▶ [TEXTAUSZUG]:
^^^^^^^^^^^^^^^^

Seit Inkrafttreten des „Cannabis-als-Medizin-Gesetzes“ im März 2017 sind die Verschreibungszahlen für Cannabis-basierte Medikamente kontinuierlich gestiegen. Arzneimittelrechtlich zugelassen sind allerdings bis heute nur das Mundspray Nabiximols (Sativex®) zur Behandlung der Spastik bei Multipler Sklerose (MS), das Tetrahydrocannabidiol (THC)-Derivat Nabilon (Canemes®) zur Therapie von Übelkeit und Erbrechen infolge einer Chemotherapie und der Cannabidiol (CBD)-Extrakt Epidyolex® für die Behandlung von Krampfanfällen bei Lennox-Gastaut-Syndrom und Dravet-Syndrom. Darüber hinaus gilt die Wirksamkeit Cannabis-basierter Medikamente bei chronischen (neuropathischen) Schmerzen als erwiesen.

^^^^^^^^^^^^^^^^

Zeilen aus einer Datensammlung:
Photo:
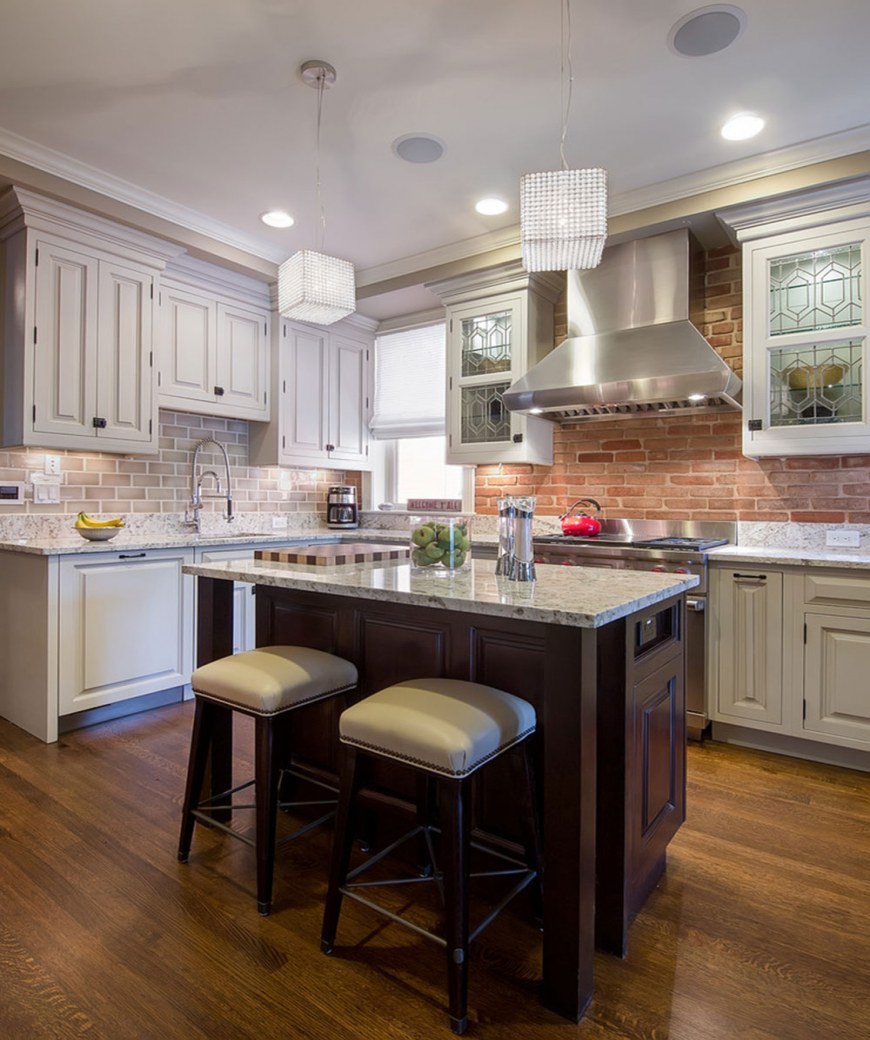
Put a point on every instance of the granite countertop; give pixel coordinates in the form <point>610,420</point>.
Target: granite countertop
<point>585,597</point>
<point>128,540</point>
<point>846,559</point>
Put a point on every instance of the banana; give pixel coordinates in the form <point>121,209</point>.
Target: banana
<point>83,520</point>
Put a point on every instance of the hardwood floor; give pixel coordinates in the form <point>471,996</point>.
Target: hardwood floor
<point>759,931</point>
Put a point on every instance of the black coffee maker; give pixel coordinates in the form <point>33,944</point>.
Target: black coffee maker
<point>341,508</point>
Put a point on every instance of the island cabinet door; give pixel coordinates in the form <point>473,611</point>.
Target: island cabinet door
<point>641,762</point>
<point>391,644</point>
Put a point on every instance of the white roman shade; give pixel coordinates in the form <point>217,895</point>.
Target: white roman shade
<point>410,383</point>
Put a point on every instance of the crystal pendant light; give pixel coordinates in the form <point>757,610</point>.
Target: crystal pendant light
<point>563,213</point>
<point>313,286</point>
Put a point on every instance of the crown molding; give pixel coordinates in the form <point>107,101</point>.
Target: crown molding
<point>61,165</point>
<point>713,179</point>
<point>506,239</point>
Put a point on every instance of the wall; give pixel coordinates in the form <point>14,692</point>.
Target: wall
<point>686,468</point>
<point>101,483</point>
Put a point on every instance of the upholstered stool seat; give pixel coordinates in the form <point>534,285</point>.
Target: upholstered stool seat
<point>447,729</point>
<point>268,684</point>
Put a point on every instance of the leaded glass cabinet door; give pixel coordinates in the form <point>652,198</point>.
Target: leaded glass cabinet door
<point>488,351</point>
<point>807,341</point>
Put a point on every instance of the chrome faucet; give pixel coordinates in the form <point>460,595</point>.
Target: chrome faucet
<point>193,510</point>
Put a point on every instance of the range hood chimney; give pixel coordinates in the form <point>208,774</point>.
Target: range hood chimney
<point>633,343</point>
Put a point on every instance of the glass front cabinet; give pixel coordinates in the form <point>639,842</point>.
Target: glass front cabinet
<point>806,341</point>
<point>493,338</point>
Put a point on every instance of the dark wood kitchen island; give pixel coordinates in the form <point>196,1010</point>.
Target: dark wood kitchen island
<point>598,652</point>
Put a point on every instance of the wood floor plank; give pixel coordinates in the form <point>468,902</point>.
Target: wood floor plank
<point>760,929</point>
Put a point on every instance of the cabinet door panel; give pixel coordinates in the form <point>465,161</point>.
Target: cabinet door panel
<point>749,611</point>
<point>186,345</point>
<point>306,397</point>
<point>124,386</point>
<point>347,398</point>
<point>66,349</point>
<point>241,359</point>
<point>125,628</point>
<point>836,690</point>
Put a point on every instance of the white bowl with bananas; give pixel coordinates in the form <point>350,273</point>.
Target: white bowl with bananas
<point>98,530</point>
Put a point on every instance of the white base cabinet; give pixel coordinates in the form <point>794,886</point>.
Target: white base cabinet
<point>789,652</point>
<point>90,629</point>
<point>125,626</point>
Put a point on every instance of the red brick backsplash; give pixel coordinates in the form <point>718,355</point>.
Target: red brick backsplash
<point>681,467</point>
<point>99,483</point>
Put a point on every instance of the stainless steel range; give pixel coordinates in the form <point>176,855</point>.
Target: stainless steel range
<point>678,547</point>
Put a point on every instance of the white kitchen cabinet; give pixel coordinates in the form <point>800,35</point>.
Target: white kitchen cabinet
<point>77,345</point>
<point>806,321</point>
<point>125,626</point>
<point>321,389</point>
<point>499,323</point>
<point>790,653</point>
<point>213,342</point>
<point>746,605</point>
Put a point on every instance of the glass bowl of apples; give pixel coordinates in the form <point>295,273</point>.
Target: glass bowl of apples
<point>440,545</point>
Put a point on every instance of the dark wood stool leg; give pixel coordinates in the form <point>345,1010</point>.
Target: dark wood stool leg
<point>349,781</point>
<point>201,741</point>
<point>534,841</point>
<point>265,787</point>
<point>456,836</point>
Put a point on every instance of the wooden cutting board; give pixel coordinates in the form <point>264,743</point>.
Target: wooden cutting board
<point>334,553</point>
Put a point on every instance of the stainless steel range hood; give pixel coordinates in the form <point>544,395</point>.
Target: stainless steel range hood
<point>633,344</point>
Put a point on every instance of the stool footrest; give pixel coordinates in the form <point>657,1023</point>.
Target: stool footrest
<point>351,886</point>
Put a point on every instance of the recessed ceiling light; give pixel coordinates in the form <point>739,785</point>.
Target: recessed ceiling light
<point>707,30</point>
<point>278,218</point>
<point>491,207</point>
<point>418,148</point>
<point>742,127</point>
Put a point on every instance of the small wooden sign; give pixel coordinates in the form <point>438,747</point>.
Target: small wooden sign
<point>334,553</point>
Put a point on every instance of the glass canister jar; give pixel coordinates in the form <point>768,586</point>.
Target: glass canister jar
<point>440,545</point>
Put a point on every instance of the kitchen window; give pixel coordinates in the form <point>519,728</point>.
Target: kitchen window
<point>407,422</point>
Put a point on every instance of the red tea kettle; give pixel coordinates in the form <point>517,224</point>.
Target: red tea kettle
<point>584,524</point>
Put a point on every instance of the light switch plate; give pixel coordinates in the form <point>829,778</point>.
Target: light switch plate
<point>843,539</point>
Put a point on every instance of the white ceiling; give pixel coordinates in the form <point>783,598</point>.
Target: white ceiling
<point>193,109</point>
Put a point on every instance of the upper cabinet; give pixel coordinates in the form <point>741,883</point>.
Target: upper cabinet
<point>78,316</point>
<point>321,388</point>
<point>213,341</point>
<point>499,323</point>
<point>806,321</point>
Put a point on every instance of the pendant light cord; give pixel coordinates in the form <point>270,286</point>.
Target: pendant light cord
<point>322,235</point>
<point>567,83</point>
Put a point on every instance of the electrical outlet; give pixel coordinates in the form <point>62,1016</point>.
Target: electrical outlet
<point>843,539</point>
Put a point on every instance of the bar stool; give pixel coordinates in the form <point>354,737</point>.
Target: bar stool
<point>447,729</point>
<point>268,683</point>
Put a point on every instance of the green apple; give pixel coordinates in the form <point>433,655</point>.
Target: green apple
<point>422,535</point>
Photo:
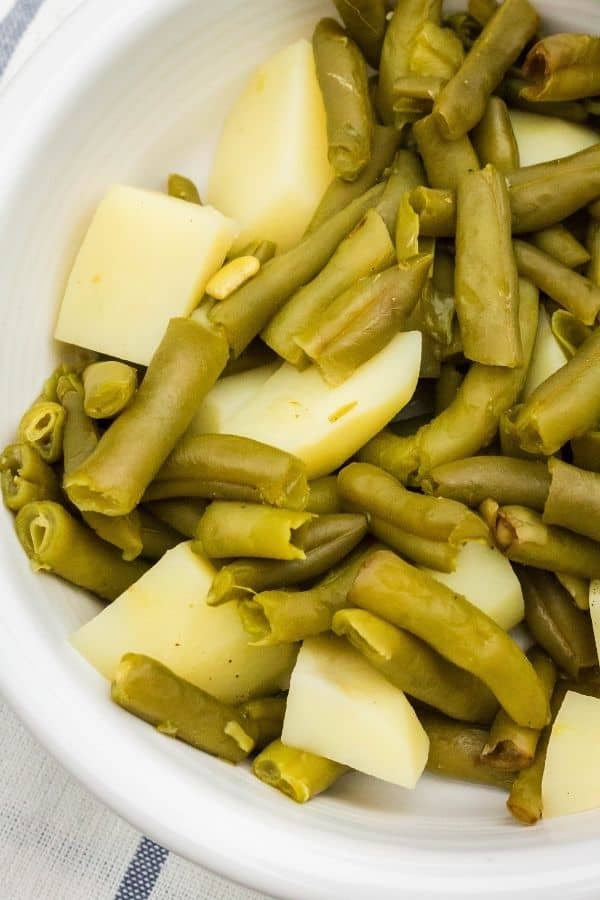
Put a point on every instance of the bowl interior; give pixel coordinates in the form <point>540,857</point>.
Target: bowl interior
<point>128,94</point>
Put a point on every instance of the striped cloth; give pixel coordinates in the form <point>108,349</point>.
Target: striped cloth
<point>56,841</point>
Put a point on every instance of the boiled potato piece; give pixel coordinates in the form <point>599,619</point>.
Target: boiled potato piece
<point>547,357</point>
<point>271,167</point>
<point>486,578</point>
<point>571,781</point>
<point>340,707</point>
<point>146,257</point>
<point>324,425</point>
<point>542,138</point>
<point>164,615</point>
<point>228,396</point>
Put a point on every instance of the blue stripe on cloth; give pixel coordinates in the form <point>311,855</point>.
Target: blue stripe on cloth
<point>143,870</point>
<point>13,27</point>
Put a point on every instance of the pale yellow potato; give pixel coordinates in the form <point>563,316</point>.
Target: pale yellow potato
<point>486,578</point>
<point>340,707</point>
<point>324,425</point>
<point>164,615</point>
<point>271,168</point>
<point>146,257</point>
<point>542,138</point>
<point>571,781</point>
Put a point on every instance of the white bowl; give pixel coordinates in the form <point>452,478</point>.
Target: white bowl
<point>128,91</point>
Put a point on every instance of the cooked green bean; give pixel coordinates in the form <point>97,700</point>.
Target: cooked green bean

^^^^^^^^^^^^^^^^

▶ [ZIEL DER AUFGABE]:
Zur Behandlung welcher Beschwerden ist das Mundspray Nabiximols laut dem Textauszug über Cannabis als Medizin zugelassen?

▶ [ERGEBNIS DER ÜBUNG]:
Zur Behandlung der Spastik bei Multipler Sklerose (MS).